▸ **WHAT NEEDS TO BE DONE**
Copy all of the rows below word for word, omitting the pictures.

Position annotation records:
···

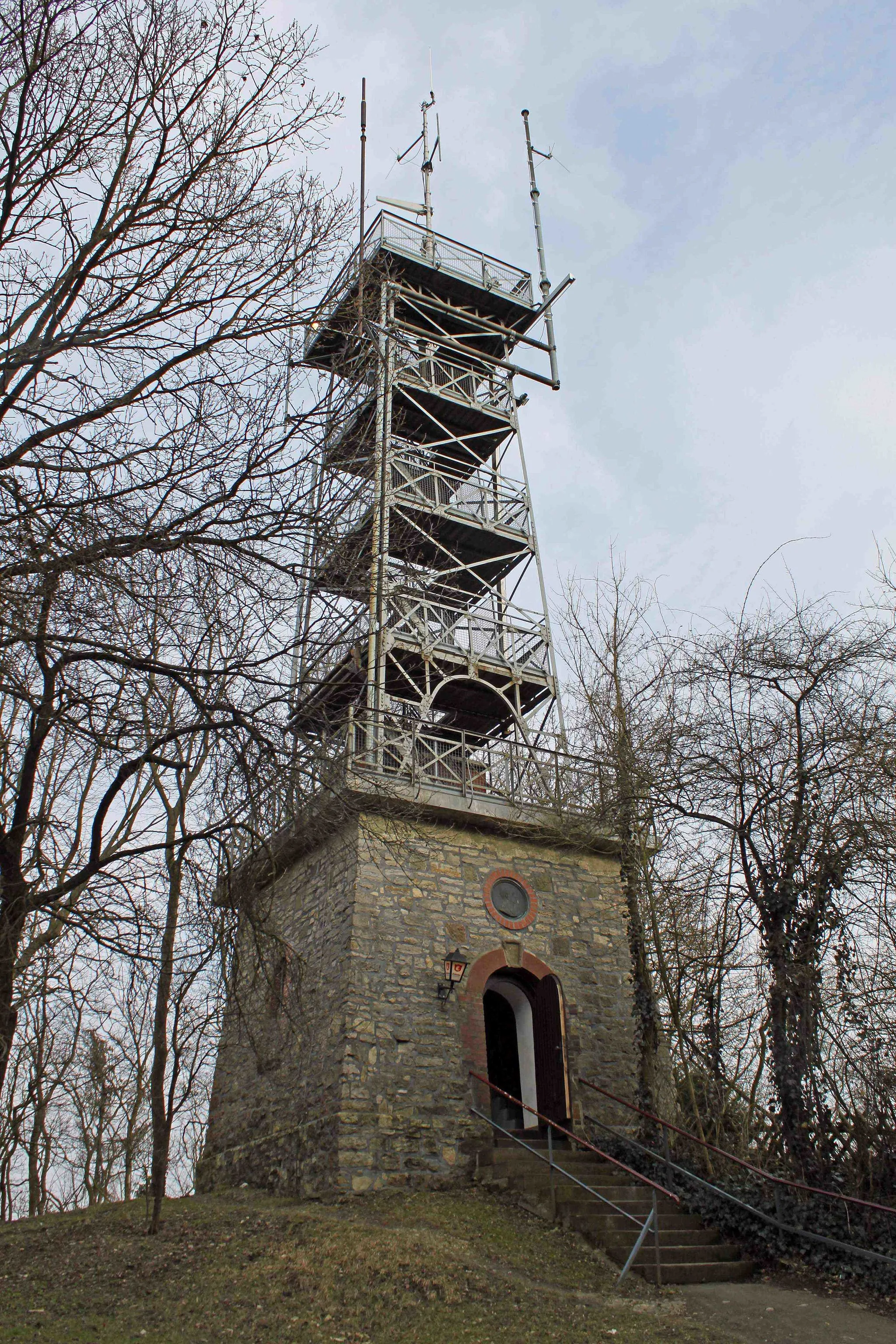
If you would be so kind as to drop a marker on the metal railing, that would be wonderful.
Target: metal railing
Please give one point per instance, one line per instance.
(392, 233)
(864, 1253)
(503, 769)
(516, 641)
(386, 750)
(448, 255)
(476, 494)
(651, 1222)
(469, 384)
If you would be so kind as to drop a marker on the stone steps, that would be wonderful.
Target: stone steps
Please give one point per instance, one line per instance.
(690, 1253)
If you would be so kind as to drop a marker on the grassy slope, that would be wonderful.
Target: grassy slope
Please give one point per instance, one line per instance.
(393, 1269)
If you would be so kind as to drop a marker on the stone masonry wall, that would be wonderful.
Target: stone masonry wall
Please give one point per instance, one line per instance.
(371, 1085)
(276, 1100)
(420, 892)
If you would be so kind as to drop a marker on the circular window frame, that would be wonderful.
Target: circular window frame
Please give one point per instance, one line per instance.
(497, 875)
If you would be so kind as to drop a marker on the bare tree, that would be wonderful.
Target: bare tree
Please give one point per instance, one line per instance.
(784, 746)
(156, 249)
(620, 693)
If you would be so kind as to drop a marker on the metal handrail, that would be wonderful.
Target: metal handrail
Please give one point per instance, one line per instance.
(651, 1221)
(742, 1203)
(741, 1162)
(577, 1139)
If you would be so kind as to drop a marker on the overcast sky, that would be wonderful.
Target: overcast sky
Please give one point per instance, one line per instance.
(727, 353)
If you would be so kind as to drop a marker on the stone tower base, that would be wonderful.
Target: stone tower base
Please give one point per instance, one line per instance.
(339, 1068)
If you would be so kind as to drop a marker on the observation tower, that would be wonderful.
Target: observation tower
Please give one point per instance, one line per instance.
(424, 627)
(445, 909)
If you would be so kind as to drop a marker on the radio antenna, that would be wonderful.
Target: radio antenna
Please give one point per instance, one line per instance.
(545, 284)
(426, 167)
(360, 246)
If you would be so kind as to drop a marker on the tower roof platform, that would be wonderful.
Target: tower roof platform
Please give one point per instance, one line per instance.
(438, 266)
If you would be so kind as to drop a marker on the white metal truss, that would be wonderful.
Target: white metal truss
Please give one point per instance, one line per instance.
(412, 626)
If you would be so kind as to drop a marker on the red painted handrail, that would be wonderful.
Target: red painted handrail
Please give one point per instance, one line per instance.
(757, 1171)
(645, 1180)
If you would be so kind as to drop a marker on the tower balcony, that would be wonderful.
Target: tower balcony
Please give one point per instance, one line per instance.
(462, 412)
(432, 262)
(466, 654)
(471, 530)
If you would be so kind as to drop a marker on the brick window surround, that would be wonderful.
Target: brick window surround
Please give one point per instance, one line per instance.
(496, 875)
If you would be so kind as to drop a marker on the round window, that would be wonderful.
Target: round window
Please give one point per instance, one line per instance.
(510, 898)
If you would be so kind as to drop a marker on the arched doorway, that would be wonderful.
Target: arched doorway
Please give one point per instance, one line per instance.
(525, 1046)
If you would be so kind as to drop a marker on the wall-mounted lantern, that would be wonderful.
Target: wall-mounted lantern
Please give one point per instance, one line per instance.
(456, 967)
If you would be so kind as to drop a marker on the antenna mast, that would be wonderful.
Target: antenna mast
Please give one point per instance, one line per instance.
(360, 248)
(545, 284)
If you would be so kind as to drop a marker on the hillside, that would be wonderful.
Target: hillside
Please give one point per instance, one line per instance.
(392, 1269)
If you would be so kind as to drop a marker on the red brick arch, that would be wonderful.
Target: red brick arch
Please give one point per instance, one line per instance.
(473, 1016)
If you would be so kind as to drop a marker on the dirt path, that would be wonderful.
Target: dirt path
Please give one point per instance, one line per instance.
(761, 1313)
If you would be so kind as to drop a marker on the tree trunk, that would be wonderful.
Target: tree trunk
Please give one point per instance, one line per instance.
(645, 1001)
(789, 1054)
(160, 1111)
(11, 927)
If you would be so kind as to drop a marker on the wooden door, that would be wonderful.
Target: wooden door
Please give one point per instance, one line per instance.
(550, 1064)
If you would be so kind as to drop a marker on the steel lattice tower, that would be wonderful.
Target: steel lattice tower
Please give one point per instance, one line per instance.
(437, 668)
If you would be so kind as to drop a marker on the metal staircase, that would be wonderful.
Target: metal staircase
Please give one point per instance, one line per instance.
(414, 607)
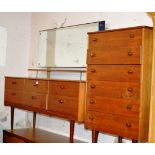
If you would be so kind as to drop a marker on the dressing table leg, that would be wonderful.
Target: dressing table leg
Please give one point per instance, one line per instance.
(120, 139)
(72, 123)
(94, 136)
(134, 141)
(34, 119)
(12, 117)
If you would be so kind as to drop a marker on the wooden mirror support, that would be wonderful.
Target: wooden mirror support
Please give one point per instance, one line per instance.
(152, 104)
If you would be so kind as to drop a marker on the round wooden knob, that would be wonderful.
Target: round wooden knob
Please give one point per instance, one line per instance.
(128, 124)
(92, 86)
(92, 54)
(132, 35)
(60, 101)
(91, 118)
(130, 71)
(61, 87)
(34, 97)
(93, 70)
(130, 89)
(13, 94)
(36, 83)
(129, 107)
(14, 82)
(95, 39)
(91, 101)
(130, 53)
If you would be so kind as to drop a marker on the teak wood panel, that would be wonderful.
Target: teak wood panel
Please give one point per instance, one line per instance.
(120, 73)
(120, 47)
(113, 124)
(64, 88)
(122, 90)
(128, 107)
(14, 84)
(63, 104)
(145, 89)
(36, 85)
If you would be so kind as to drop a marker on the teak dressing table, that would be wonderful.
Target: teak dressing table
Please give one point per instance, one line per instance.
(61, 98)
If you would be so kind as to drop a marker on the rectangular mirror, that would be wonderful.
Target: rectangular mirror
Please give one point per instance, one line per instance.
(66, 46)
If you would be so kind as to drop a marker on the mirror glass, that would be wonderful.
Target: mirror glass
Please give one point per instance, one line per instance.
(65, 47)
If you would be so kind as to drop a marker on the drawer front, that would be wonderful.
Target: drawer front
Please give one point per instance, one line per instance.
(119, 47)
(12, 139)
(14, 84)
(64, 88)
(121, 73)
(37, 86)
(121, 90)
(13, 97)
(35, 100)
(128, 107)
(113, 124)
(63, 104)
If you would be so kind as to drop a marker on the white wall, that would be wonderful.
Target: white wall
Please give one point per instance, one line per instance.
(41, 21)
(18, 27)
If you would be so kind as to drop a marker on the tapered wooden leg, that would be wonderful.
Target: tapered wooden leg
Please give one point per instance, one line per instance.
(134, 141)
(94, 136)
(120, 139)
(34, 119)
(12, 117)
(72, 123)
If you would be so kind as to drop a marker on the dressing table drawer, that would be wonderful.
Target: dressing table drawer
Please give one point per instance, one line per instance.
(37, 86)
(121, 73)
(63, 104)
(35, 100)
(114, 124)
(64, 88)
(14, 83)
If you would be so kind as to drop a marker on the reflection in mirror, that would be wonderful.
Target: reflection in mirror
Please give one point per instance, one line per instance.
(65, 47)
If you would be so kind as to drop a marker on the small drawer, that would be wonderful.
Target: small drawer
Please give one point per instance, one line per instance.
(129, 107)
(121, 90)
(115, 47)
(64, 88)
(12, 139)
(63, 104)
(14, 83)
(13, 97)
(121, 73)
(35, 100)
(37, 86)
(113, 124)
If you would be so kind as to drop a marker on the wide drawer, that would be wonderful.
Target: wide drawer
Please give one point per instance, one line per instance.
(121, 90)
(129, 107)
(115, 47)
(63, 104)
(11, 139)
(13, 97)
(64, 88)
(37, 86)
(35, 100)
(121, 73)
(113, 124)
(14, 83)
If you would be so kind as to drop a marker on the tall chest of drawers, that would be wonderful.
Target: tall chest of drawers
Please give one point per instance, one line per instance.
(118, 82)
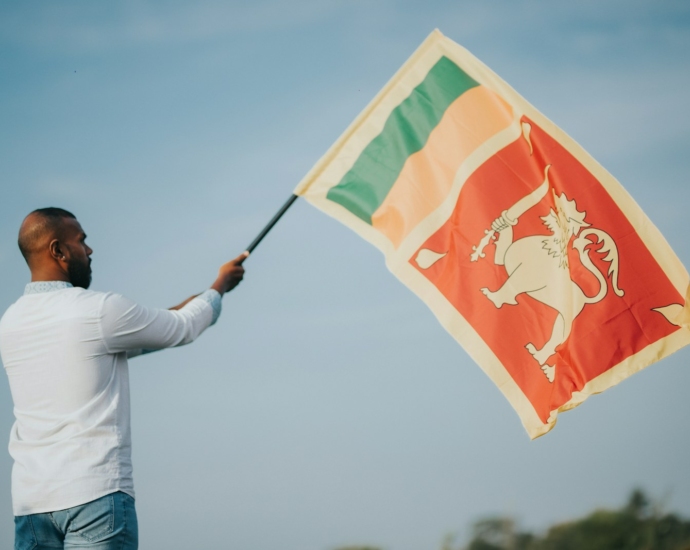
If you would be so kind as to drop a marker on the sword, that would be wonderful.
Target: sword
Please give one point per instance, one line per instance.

···

▸ **TASK SOLUTION**
If you would be so kind as to drop a marker on the metal railing, that would be wonderful.
Target: metal railing
Please give one point per instance, one line per instance.
(392, 233)
(864, 1253)
(503, 769)
(516, 641)
(386, 750)
(448, 255)
(476, 494)
(651, 1222)
(469, 384)
If you would be so kind as to drop a marker on the stone steps, that would be wonderful.
Target: stone steps
Please give one point per instance, one line per instance.
(690, 1253)
If you would be so kind as to drop a marker on the grassy slope, that would be wonderful.
Target: grassy slope
Please give one point per instance, one line per instance.
(393, 1269)
If you would be so kind as to drop a marker on the stone masonry wall, that would be wonderful.
Target: stone masonry wall
Please give one point per instance, one line per instance.
(371, 1085)
(276, 1100)
(420, 892)
If you would be so kind as to drop a marker on the circular window frame, that would be wonderful.
Target: circular window frame
Please give one point per instance, one line per instance.
(497, 875)
If you would be so kind as to drop a marker on the bare tree, that would be wonderful.
Target: bare tree
Please give one point per instance, one line per instance.
(784, 746)
(156, 249)
(620, 693)
If you would be so kind as to drop a marker on the metal handrail, that would be wonderful.
Target: metal handrail
Please give one point per instance, one line per instance.
(651, 1221)
(742, 1203)
(741, 1162)
(577, 1139)
If you would be so kind as to drop a marker on the overcast sky, that would be wonderful.
Target: overcast sky
Please give one point per instance, one line per instance.
(727, 353)
If you would be so kind as to drop a marker on the stone tower base, that would be wonderful.
Target: stone tower base
Please give one point per instance, one line per instance.
(339, 1068)
If you would be so kind as to drop a marker on the observation tower, that would be wonderful.
Target: observation tower
Please give one point per instance, one line per instance.
(424, 627)
(445, 909)
If you would be so kind as to drop a marker on the radio antenna, that would be wonderful.
Target: radio antenna
Please give one point per instance, one line per instance.
(545, 284)
(426, 167)
(360, 246)
If you would be so kind as to drop a marker on the tower roof platform, that would be wonderful.
Target: tower roof platform
Please give one point per instance, one line per instance.
(438, 266)
If you would be so kind as to drop a marker on the white metal truss, that would be wonderful.
Target: white metal truss
Please give one point per instance, one line per instance.
(412, 626)
If you would be so kind as to drop a marker on the red painted handrail, that would be wonderful.
Target: red painted handrail
Please give one point per instance, one line per instance.
(757, 1171)
(645, 1180)
If you would be so kind as to drop a marker on the tower balcony, that would be wonderful.
Target: tower balcony
Please give one point per instance, one line per instance.
(462, 412)
(432, 262)
(466, 654)
(471, 530)
If you would be so kind as to drop a marker on the brick window surround, that would be wonderful.
Target: brick window surround
Please give one point per instance, one line per instance.
(496, 875)
If you would be so kind as to drop a marker on the round window, that would be wonderful.
Target: round window
Please give one point per instance, one line per instance.
(510, 898)
If you would be so kind as to drop a marker on the arched doorway, that would be wonderful.
Target: arched doorway
Please give one point per instance, one line per instance.
(525, 1046)
If you would be so kind as to drop a marker on the wall-mounted lantern, that would be wonderful.
Target: wall-mounted lantern
Please give one point per instance, one line per instance.
(456, 967)
If you would be so kind as to drop a marker on the antenna mast, that would be wonderful.
Target: antenna mast
Please give one point per instance, one line per instance.
(360, 248)
(545, 284)
If you would be so kind as to drop a marker on the hillside, that would be wonderful.
Target: hillside
Please give one point per instance, one line per instance.
(392, 1269)
If you would be so kind as to drop a marker on the red brick arch, that would be wonderful.
Target: red brick arch
Please give one point per instance, one line per instance.
(473, 1016)
If you would be so kind as to drop a marker on the dirt path, that would be wonderful.
Target: dirt path
Please give one point per instance, one line per instance.
(761, 1313)
If you would be so kind as to drop a marker on the tree trunk, that would be wonderful.
Target: tree trunk
Please give one point per instance, one line per instance.
(645, 1001)
(789, 1054)
(160, 1111)
(11, 927)
If you would be so kind as to drop a marker on the wooden door, that would be wonderful.
Target: wooden door
Please give one point per instance, one line per instance.
(550, 1064)
If you would be so kind as to drop a marker on the steel lattice tower, that would be wonderful.
Target: steel lattice tower
Please give one point per instance, one line per instance.
(437, 668)
If you would be so kind as to drop a marker on the metal staircase, that would be wonderful.
Target: metal staircase
Please give one point per instance, one line per instance.
(414, 607)
If you would be so kind as to drop a marker on the dressing table leg, that would be wonderful.
Target: dressing table leg
Please give one point per instance, one line per instance.
(120, 139)
(72, 123)
(94, 136)
(134, 141)
(34, 119)
(12, 117)
If you would be so kind as to drop a marker on the wooden mirror support, that would be wonderful.
Target: wooden mirror support
Please give one point per instance, one line per instance.
(152, 104)
If you would be so kind as to drop a marker on the round wooden knob, that would be wonderful.
Target: round wooden knob
Please give one point per instance, one line per instance.
(128, 124)
(92, 86)
(92, 54)
(132, 35)
(60, 101)
(91, 118)
(130, 71)
(61, 87)
(34, 97)
(93, 70)
(130, 89)
(13, 94)
(36, 83)
(129, 107)
(14, 82)
(95, 39)
(91, 101)
(130, 53)
If you would be so kind as to drop a marker on the teak wood panel, that would be wonderful.
Target: teak wood panel
Please give one point per instance, one line per instance.
(120, 73)
(120, 47)
(113, 124)
(64, 88)
(122, 90)
(128, 107)
(14, 84)
(63, 104)
(145, 89)
(36, 85)
If you would be so kind as to drop a marker on the teak dressing table, that would be wonderful.
Target: teak dressing table
Please give one point per instance, one line per instance.
(61, 98)
If you would be so kind as to drop a marker on the rectangular mirror, that would be wonderful.
Target: rectangular mirror
Please give one point per instance, one line per instance.
(66, 46)
If you would be so kind as to drop a marker on the mirror glass, that would be wonderful.
Target: mirror glass
Please give one point per instance, one line per instance.
(65, 47)
If you would be so kind as to drop a marker on the drawer front, that would be wonderful.
Target: drawer front
Please give one point per instance, one line per instance.
(119, 47)
(12, 139)
(14, 84)
(64, 88)
(121, 73)
(37, 86)
(121, 90)
(13, 97)
(35, 100)
(128, 107)
(113, 124)
(63, 104)
If you would be so kind as to drop a marker on the white wall, that would be wonderful.
Target: white wall
Please give one point per instance, one line per instance.
(41, 21)
(18, 27)
If you would be so kind as to drop a marker on the tapered wooden leg, that would be wonderful.
Target: tapered wooden leg
Please give one point per instance, one line per instance.
(134, 141)
(94, 136)
(120, 139)
(34, 119)
(12, 117)
(72, 123)
If you would be so kind as to drop a marker on the dressing table drawer, that would be wonderful.
Target: dressing table drawer
Please give one point per instance, one line per instance.
(37, 86)
(121, 73)
(63, 104)
(35, 100)
(114, 124)
(64, 88)
(14, 83)
If you would be so kind as to drop a marker on the reflection in mirror, that would be wonderful.
Target: reflection in mirror
Please give one point per instance, one line per instance.
(65, 47)
If you would be so kind as to drop a marker on the small drawer, that would be wonderful.
Target: small drawer
Please give one point per instance, one line per instance.
(129, 107)
(121, 90)
(115, 47)
(64, 88)
(12, 139)
(63, 104)
(14, 83)
(13, 97)
(121, 73)
(35, 100)
(37, 86)
(113, 124)
If you would be so kind as to drop a marker on the wide drawer, that would be wonderful.
Target: wide drawer
Please give one point per instance, one line per instance.
(121, 90)
(129, 107)
(115, 47)
(63, 104)
(11, 139)
(13, 97)
(64, 88)
(37, 86)
(35, 100)
(121, 73)
(113, 124)
(14, 83)
If you would be so kind as to drop a marker on the tall chest of drawers, that would be wonderful.
Target: tall chest of drawers
Please give one point per instance, one line per instance.
(118, 82)
If you would be so kind as to drop a marker on the sword, that would be wonderful.
Target: sword
Please give one point per instance, one line per instance.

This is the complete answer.